[Source data]

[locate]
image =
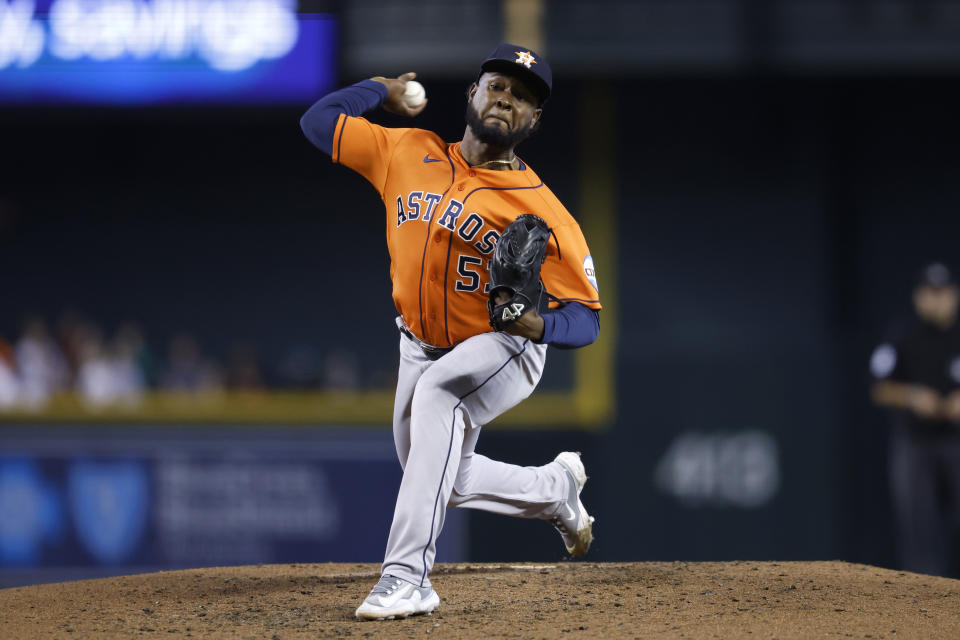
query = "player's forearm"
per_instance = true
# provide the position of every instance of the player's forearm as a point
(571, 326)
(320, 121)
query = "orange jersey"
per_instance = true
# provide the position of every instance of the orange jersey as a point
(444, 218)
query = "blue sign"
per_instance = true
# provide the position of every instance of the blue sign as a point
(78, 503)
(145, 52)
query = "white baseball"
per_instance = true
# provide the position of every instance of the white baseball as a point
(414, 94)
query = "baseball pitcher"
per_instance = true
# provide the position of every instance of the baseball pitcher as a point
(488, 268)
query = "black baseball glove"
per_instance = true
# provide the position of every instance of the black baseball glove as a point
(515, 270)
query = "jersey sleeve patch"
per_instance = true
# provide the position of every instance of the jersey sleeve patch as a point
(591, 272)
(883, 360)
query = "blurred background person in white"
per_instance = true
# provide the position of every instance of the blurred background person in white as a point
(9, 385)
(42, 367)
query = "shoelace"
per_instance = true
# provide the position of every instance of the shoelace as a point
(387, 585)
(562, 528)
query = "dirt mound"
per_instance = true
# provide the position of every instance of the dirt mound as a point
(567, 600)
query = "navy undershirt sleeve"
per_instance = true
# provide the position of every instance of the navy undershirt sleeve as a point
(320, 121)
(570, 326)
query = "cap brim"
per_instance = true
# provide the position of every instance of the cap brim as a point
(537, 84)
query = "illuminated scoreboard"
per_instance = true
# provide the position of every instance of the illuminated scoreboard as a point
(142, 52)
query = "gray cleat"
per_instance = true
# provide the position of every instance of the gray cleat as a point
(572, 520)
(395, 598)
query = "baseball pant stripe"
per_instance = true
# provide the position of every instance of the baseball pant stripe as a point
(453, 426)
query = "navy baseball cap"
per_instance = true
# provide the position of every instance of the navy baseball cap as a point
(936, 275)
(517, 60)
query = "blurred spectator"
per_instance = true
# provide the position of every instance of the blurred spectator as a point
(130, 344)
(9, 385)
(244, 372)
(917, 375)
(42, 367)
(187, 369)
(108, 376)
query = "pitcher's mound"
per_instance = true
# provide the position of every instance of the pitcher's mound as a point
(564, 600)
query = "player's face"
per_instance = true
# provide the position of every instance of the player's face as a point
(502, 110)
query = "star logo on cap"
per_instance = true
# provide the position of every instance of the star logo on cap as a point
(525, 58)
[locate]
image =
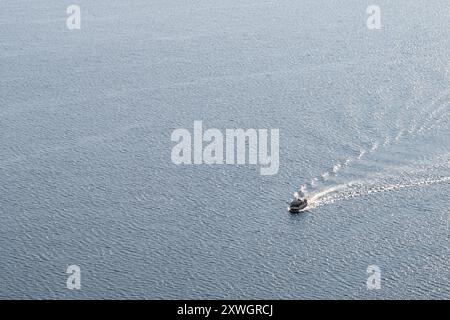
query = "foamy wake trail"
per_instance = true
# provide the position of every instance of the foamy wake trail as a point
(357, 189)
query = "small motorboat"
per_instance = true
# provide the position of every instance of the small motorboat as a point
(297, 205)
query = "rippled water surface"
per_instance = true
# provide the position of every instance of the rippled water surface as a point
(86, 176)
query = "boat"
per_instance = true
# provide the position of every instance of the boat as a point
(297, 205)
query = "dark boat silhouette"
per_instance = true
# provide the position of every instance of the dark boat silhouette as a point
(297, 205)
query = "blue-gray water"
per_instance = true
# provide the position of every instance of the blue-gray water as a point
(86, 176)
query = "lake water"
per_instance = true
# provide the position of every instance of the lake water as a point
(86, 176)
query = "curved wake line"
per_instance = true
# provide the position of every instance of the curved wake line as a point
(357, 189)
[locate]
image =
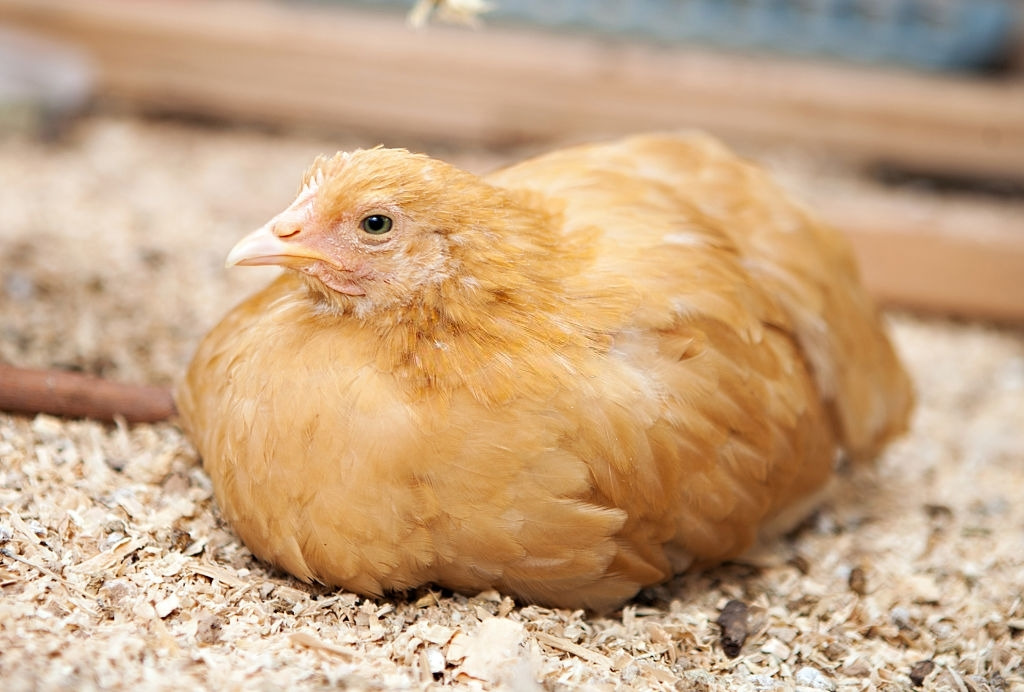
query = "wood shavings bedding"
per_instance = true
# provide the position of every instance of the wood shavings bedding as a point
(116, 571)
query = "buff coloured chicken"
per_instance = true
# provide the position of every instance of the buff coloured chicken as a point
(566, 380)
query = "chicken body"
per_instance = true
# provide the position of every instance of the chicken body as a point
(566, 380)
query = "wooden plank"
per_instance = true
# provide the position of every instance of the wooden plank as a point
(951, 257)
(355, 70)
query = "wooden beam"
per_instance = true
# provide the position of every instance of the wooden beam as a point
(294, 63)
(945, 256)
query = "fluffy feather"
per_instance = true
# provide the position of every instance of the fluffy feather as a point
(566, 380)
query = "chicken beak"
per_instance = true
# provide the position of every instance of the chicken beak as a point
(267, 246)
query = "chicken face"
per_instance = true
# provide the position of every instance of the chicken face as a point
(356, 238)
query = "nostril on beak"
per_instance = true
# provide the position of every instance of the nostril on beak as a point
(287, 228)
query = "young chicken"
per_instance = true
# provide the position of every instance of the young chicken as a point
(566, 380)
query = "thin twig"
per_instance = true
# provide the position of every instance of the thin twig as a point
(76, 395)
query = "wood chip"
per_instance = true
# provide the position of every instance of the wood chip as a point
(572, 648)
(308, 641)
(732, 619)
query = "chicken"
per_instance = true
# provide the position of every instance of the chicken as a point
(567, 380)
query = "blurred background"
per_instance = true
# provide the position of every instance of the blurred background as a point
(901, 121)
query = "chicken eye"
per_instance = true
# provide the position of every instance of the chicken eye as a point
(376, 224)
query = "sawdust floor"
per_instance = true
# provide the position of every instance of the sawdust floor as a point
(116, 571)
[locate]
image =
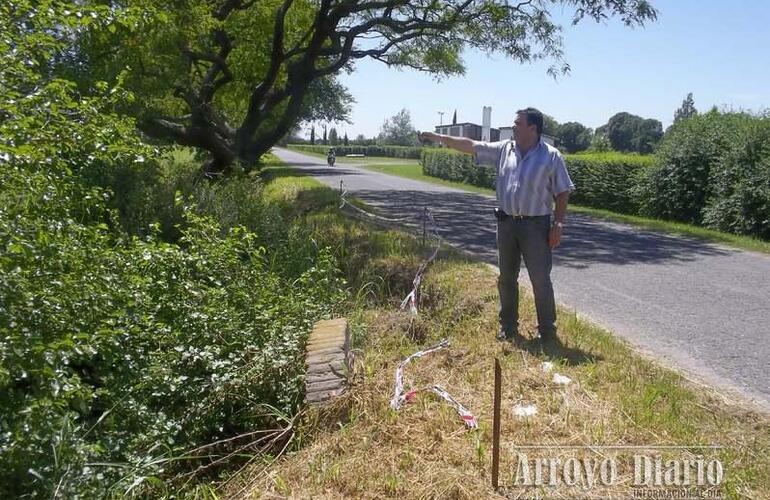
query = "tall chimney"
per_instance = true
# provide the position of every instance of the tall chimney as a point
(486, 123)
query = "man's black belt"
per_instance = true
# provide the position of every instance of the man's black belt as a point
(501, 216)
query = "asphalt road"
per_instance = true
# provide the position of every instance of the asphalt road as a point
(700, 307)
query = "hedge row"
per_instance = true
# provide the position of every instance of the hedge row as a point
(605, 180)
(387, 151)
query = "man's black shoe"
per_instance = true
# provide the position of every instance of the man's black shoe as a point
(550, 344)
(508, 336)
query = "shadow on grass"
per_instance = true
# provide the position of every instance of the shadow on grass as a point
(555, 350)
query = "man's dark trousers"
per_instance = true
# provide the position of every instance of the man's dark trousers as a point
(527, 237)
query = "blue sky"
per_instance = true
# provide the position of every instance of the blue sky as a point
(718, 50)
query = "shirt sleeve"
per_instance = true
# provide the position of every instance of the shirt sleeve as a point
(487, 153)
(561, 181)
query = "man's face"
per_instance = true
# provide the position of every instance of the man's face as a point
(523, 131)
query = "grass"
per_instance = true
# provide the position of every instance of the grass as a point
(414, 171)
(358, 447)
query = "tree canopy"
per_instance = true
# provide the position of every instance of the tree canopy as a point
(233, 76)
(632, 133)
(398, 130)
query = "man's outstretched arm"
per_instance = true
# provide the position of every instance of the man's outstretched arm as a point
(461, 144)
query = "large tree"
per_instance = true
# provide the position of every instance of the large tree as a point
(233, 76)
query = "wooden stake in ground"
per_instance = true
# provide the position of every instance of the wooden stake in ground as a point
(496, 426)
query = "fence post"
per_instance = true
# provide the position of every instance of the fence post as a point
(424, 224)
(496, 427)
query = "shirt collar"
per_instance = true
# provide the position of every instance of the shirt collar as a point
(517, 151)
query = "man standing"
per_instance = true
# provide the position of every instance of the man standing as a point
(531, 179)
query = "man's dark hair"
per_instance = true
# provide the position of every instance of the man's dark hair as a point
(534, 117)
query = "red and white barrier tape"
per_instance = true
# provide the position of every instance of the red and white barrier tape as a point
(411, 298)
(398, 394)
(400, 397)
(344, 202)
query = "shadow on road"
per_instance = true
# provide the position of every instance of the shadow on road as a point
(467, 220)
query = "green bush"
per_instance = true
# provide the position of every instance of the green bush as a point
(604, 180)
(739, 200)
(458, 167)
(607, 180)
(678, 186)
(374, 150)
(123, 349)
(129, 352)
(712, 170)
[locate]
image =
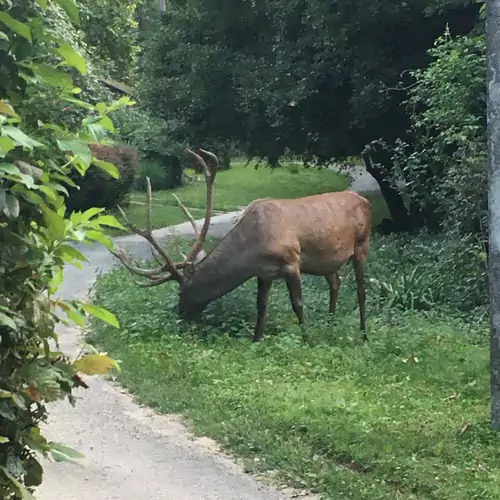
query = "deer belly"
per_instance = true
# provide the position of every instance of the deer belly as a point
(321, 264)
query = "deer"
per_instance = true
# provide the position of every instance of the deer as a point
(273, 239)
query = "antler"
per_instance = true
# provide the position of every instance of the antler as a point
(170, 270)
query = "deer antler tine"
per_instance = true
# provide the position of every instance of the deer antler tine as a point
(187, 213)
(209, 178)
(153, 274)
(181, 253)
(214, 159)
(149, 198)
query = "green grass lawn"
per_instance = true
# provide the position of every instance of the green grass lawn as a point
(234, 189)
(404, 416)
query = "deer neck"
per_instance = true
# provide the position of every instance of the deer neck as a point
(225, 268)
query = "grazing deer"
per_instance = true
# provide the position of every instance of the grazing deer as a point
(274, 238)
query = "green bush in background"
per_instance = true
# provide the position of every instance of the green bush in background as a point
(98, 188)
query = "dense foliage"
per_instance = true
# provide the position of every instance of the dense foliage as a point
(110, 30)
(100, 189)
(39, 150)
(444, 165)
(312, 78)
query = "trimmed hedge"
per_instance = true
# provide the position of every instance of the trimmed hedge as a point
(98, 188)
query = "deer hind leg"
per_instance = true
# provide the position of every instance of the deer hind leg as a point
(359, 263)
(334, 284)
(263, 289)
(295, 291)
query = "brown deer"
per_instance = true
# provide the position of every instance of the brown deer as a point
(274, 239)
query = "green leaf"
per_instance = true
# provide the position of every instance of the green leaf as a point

## JOB
Find each line in the items above that contains the string "antler", treating uppercase and lowercase as different, and copy every such line in full.

## SOLUTION TO THE EXERCISE
query = "antler"
# provide the position of every instance of the antler as a point
query = "deer antler tine"
# provide the position of every instance of the deer antler tine as a point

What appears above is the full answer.